TASK LIST ->
**1.** Answer these questions on the text about Withdean's French garden, one line each, marked (a), (b), (c):
(a) In which newspaper, and on what date, did the advert appear?
(b) Which monarch visited the garden on 20 February 1909, and how long did he stay?
(c) In which hospital did Captain Fraser find Lecoq after the train accident?
**2.** Give the next part of the text about Withdean's French garden, starting after its final sentence.

STUDY TEXT ->
Withdean’s French Garden

The following ad appeared in the newspaper Field on 5 December 1908.

French Garden ad

Apart from an inaccurate spelling of Withdean, this was an intriguing advert. 

At some time in the previous year or so, Major Campbell Fraser and his brother Captain Alexander Fraser J.P. (Mayor of Hove) had been bitten by the French Gardening bug.  This form of cultivation was little more than intensive market gardening for smallholders but based on the market gardening system used in Paris, especially in le Marais (marshy) district.  Consequently, the French for market gardener is un maraîcher.  After the 1840s, rapid transport of fresh produce to Paris by train more or less put paid to the Paris gardens.

The main resources needed for French gardening were copious amounts of water, dung (not in short supply when the horse was the main form of transport) and the use of frames or cloches – a French term that all English gardeners will recognize even today.

In Brighton, the Fraser brothers were determined to carry on their French gardening in a genuinely French way.  They were busy men.  They were not going to get their hands too dirty.  It would be Monsieur Lecoq (M. Lecoq being the “one of the best French experts” referred to in the advert) now appears on the scene in Brighton.

THE FRENCH GARDEN, WITHDEAN

Capt. A.B.S Fraser’s French Garden – Reproduced from Vol. 34 of the James Gray Collection by kind permission of the Regency Society of Brighton and Hove

So successful was Pierre Lecoq in the Withdean garden that on 20 February 1909 His Majesty Edward VII popped in for an hour to see what it was all about.  He was so impressed that he later sent his head gardener on a visit to learn more.

The King, being a well-educated man, may well have gleaned much information from Pierre Lecoq despite the fact that it was twice reported in local newspapers that M. Lecoq spoke no English.  Indeed, when M. Lecoq was involved in a train accident in February 1910, Captain Fraser rushed to his side, reportedly saying:

“I hurried up to the Croydon Hospital where I found Lecoq in bed with his arm bandaged, but quite cool and collected.  He was naturally very pleased to see me as he knows no English and nobody in the hospital could speak a word of French.”

LISTED ENTRIES ->
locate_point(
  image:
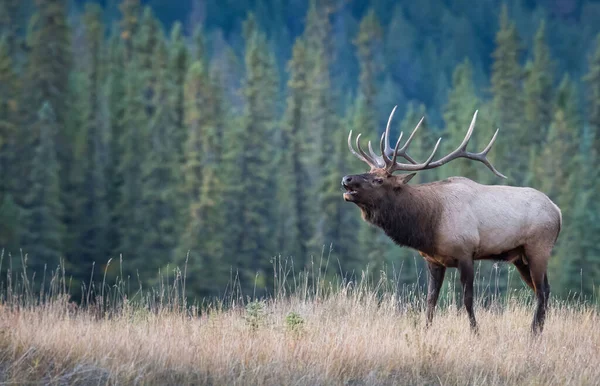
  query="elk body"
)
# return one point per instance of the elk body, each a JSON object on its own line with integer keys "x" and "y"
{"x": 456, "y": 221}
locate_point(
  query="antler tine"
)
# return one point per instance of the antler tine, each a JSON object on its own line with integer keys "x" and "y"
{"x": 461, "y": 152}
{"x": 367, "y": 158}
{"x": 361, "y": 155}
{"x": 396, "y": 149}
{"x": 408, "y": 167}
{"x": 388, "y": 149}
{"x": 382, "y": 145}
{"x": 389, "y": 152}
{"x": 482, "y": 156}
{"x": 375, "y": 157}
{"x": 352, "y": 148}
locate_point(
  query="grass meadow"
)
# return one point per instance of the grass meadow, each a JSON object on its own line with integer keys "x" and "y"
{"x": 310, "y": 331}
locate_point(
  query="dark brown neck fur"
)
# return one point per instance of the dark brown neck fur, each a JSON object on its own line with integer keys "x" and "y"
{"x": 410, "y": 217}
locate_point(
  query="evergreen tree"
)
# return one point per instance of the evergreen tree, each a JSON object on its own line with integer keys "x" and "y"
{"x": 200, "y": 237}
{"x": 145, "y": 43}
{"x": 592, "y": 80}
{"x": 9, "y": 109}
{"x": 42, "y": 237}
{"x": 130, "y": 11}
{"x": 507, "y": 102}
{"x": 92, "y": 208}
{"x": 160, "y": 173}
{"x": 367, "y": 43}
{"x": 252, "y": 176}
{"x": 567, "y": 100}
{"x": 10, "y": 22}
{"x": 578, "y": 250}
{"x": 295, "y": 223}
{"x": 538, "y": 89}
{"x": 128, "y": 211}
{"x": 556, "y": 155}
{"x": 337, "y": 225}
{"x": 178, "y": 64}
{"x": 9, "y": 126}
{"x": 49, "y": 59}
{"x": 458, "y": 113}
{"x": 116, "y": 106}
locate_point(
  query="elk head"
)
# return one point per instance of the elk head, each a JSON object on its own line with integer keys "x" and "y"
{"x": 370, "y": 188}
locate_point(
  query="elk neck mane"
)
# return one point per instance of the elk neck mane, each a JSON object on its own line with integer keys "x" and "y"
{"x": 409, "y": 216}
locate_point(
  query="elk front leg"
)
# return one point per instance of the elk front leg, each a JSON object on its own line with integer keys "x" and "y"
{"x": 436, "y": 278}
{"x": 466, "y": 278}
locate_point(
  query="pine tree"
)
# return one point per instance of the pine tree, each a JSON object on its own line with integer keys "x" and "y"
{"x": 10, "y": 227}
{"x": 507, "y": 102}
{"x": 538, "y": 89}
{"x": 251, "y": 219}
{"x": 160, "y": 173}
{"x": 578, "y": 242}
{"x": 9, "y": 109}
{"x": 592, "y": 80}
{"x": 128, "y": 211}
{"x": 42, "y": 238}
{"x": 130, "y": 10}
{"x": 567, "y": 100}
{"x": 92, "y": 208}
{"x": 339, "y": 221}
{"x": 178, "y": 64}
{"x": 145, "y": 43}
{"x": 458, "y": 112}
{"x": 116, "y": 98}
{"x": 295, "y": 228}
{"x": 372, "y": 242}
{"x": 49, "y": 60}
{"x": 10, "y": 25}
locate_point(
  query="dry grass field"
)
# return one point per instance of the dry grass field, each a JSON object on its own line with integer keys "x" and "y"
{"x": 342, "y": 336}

RESULTS ->
**1.**
(a) The newspaper Field, on 5 December 1908.
(b) King Edward VII, who stayed for an hour.
(c) Croydon Hospital.

**2.**
Hélène Lecoq, his wife, and possibly his two teenage sons were probably also at Pierre Lecoq’a bedside, but perhaps they too were monoglot.

The fact that Lecoq spoke no English makes it very strange that he had agreed to give a talk on French Gardening to the Brighton and Sussex Horticultural Society to take place in September 1910.  He did not give the talk.  The Chair of the Society announced that M. Lecoq had been “called away to France”. Was the talk to have been given in French to a group of well-educated middle-class gardeners?  Or had poor M. Lecoq had his arm twisted to give the talk in English?  Had his nerve failed at the last moment?

Whatever the situation, Monsieur and Madame Lecoq no longer lived at The Chalet, one of the cottages associated with the Fraser’s home, Western Withdean.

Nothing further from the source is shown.